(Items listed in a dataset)
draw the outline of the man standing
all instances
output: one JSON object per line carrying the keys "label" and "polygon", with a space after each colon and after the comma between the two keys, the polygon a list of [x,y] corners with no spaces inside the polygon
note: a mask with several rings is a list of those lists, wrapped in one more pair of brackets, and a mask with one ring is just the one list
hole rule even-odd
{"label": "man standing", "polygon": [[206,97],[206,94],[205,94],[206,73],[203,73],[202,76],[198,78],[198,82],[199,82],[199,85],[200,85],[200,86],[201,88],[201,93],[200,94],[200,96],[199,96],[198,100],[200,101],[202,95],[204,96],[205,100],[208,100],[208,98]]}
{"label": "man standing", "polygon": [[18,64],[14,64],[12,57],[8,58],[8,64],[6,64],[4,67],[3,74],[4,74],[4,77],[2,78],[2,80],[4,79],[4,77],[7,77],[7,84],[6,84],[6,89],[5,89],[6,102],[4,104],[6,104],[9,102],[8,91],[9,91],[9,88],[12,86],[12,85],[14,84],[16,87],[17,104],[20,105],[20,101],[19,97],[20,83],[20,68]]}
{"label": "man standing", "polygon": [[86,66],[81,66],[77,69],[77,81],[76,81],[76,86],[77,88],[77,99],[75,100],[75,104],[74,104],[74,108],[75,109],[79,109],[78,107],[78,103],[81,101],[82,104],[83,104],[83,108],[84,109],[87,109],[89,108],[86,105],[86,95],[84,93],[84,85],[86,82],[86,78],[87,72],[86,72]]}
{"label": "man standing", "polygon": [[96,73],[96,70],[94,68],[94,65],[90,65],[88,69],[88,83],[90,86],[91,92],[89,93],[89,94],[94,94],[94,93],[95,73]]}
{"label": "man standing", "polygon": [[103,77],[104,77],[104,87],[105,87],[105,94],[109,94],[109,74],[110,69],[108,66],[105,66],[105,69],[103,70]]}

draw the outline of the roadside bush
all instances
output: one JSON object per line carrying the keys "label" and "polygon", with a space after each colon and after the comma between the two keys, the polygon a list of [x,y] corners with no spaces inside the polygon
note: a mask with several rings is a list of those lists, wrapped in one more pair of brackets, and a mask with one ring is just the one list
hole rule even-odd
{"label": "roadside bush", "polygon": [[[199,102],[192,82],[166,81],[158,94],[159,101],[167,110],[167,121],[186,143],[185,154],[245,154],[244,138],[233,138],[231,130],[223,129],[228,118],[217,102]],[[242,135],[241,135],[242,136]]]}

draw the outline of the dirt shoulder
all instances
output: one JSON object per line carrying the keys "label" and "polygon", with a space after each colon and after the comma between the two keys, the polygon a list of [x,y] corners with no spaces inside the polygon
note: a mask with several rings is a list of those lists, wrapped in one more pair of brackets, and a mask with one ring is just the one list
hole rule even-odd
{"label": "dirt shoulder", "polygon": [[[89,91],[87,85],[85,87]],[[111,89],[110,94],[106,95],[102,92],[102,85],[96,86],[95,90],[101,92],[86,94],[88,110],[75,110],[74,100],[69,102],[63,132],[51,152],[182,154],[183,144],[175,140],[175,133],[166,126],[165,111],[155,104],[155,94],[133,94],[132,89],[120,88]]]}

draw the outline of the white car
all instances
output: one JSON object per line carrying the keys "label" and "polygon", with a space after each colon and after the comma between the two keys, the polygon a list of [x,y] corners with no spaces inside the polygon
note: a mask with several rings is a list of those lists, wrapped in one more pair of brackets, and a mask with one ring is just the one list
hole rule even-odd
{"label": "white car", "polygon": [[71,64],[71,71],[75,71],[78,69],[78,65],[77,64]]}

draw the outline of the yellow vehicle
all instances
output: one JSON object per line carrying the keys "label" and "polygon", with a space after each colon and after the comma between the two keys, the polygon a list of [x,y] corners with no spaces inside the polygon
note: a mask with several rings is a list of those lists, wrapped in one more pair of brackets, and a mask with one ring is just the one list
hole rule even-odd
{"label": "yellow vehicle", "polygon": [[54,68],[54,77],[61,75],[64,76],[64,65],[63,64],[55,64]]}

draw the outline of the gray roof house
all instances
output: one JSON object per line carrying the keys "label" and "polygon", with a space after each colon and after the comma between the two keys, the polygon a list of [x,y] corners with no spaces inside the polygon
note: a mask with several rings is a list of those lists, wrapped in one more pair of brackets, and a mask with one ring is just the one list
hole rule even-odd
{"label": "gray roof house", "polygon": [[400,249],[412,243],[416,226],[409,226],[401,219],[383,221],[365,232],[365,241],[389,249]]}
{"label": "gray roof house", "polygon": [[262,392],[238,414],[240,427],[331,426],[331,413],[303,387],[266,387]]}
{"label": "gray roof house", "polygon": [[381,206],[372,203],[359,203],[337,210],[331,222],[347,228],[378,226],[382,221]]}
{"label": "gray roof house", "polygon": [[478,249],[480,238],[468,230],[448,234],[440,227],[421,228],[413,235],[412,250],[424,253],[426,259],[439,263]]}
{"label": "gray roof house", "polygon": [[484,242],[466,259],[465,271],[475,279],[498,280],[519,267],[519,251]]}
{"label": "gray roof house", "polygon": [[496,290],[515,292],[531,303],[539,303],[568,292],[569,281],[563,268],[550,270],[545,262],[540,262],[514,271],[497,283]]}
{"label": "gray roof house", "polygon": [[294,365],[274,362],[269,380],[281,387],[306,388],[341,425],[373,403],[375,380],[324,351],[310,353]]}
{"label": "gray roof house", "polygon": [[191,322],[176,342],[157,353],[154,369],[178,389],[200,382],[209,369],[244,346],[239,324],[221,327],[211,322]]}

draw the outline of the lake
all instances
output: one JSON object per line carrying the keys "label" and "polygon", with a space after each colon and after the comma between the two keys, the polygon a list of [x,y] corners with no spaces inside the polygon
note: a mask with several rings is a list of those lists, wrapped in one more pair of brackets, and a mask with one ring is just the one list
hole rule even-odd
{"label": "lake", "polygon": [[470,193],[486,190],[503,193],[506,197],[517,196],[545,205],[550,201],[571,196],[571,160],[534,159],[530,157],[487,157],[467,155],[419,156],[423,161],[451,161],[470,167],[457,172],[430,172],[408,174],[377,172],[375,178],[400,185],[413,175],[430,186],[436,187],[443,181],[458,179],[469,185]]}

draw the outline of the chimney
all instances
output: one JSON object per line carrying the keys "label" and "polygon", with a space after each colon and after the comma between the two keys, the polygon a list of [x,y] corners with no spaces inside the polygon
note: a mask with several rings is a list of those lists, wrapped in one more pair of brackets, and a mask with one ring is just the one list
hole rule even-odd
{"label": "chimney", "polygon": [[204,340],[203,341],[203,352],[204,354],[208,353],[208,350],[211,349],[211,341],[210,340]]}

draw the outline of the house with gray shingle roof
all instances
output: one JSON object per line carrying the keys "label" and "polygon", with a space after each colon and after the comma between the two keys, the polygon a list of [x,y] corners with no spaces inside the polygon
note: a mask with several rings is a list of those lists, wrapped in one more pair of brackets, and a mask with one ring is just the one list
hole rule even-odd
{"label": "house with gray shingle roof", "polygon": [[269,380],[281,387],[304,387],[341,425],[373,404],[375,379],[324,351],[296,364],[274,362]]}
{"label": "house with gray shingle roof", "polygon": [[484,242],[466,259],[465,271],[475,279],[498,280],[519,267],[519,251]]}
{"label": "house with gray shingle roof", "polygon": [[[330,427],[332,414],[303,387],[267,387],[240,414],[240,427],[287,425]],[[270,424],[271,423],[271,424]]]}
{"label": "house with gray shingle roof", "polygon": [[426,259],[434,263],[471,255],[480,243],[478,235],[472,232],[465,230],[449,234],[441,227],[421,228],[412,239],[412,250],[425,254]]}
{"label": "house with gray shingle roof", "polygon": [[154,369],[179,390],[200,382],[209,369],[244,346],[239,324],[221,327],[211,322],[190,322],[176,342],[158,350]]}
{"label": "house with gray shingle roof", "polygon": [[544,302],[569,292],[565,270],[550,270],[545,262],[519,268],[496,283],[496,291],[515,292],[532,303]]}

◆ Task goal ◆
Tally the lines in the data above that contain the string "shoulder", and reply with only the count.

◆ Correct result ◆
2